◆ Exercise goal ◆
Locate each line in the listing below that contains the word "roof" and copy every such line.

◆ Information supplied ◆
***
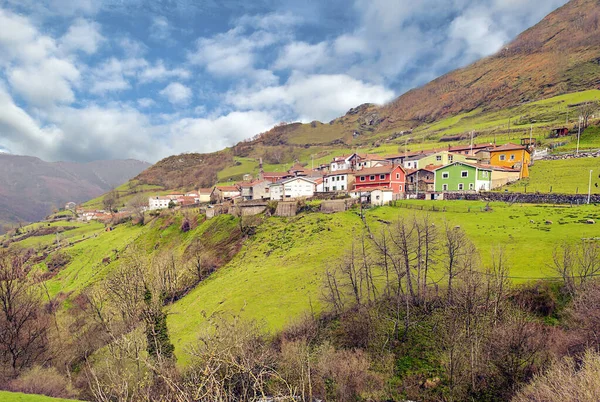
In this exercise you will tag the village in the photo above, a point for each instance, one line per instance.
(375, 179)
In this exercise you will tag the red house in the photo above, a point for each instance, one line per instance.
(392, 176)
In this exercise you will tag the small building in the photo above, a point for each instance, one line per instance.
(255, 190)
(463, 176)
(224, 193)
(469, 149)
(159, 202)
(272, 177)
(502, 176)
(389, 176)
(512, 156)
(559, 132)
(421, 180)
(341, 180)
(293, 187)
(204, 194)
(439, 158)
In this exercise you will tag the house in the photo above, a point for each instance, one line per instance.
(293, 187)
(255, 190)
(159, 202)
(272, 177)
(463, 176)
(381, 196)
(470, 149)
(341, 180)
(559, 132)
(502, 176)
(388, 176)
(204, 194)
(439, 158)
(421, 180)
(512, 156)
(224, 193)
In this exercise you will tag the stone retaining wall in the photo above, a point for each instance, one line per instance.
(525, 198)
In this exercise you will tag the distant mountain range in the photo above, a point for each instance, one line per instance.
(31, 188)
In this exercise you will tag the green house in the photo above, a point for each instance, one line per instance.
(463, 176)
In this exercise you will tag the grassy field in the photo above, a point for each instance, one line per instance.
(6, 396)
(569, 176)
(277, 276)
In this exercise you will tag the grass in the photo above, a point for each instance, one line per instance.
(569, 176)
(6, 396)
(277, 276)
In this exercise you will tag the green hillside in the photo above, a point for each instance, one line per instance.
(20, 397)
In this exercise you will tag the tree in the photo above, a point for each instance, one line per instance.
(23, 327)
(586, 111)
(138, 205)
(110, 201)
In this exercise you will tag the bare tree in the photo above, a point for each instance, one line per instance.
(23, 327)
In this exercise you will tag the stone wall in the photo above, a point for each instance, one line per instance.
(331, 206)
(525, 198)
(286, 208)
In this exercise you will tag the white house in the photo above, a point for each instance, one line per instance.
(158, 202)
(342, 180)
(294, 187)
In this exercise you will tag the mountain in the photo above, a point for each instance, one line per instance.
(559, 55)
(30, 188)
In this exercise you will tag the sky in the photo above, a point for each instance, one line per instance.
(84, 80)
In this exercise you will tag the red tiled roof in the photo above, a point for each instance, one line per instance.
(508, 147)
(377, 170)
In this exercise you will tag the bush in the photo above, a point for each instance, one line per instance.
(57, 261)
(44, 381)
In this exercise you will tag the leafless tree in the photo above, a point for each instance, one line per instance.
(23, 326)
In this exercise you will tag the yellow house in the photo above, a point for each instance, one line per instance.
(511, 156)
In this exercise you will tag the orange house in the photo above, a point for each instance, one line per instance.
(512, 156)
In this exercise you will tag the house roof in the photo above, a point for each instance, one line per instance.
(509, 147)
(283, 181)
(227, 188)
(378, 170)
(338, 172)
(473, 165)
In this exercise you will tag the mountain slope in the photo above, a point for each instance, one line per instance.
(30, 188)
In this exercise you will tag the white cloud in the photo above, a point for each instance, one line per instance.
(320, 96)
(159, 72)
(146, 102)
(45, 83)
(177, 93)
(160, 29)
(303, 56)
(83, 35)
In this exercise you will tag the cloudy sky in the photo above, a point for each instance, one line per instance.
(83, 80)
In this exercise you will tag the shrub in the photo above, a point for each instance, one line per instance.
(57, 261)
(45, 381)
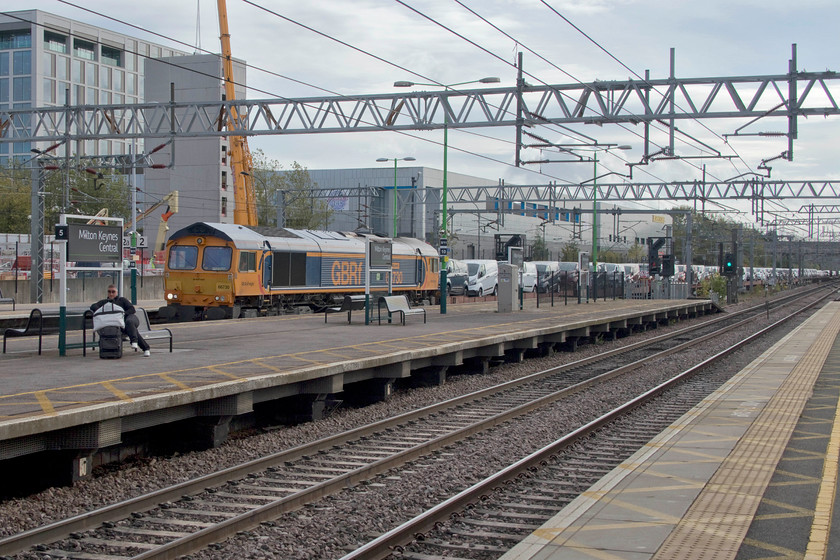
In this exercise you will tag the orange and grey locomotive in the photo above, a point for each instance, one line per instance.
(217, 271)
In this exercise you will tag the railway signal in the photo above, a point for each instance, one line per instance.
(729, 265)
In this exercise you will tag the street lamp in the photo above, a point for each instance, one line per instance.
(595, 202)
(443, 239)
(409, 158)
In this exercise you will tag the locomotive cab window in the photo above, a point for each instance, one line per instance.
(247, 261)
(183, 257)
(216, 258)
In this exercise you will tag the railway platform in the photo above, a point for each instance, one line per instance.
(65, 410)
(750, 473)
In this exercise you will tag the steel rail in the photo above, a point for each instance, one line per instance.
(61, 529)
(400, 536)
(246, 521)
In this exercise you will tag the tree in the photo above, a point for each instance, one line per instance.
(267, 182)
(303, 211)
(539, 249)
(570, 252)
(637, 253)
(15, 188)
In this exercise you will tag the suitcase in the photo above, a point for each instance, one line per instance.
(110, 343)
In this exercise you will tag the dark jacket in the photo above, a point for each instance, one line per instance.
(119, 300)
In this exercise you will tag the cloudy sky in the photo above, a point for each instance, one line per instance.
(292, 51)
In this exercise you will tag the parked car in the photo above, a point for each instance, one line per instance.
(457, 277)
(546, 275)
(484, 277)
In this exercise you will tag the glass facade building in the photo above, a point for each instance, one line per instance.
(48, 60)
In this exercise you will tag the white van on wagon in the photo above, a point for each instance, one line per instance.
(484, 277)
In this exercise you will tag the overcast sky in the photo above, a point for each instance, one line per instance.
(711, 38)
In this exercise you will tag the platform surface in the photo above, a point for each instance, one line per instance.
(212, 358)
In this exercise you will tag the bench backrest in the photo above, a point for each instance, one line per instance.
(397, 303)
(143, 317)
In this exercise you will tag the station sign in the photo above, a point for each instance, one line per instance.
(94, 243)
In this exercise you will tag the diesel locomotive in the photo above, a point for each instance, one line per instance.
(218, 271)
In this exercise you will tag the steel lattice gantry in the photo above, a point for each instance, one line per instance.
(615, 192)
(600, 102)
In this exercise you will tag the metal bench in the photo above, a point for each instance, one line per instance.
(350, 304)
(147, 332)
(398, 304)
(40, 323)
(7, 300)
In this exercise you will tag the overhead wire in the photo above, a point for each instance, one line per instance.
(269, 72)
(461, 36)
(611, 55)
(311, 85)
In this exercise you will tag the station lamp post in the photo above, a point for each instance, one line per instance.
(595, 201)
(444, 249)
(409, 158)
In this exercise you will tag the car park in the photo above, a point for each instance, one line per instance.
(484, 277)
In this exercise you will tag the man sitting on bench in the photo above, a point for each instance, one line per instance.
(131, 320)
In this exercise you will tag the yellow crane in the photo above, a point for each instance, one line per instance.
(245, 211)
(171, 201)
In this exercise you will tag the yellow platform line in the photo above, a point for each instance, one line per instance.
(821, 526)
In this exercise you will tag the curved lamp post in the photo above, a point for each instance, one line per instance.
(409, 158)
(443, 237)
(595, 202)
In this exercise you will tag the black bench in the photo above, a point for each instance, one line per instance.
(147, 332)
(40, 323)
(350, 304)
(398, 304)
(7, 300)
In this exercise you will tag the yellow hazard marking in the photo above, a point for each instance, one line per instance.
(44, 401)
(175, 382)
(217, 369)
(116, 392)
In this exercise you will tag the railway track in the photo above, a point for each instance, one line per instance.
(493, 515)
(192, 515)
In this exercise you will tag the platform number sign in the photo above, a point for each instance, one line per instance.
(380, 255)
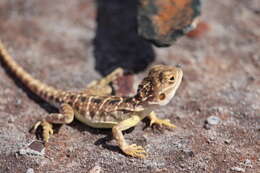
***
◆ The solution ◆
In this exercise you will tag the red tiled roof in the photo above, a point for each instance, one line per instance.
In this exercise you will tag the house roof in the photo above, a point for each instance, one line per instance.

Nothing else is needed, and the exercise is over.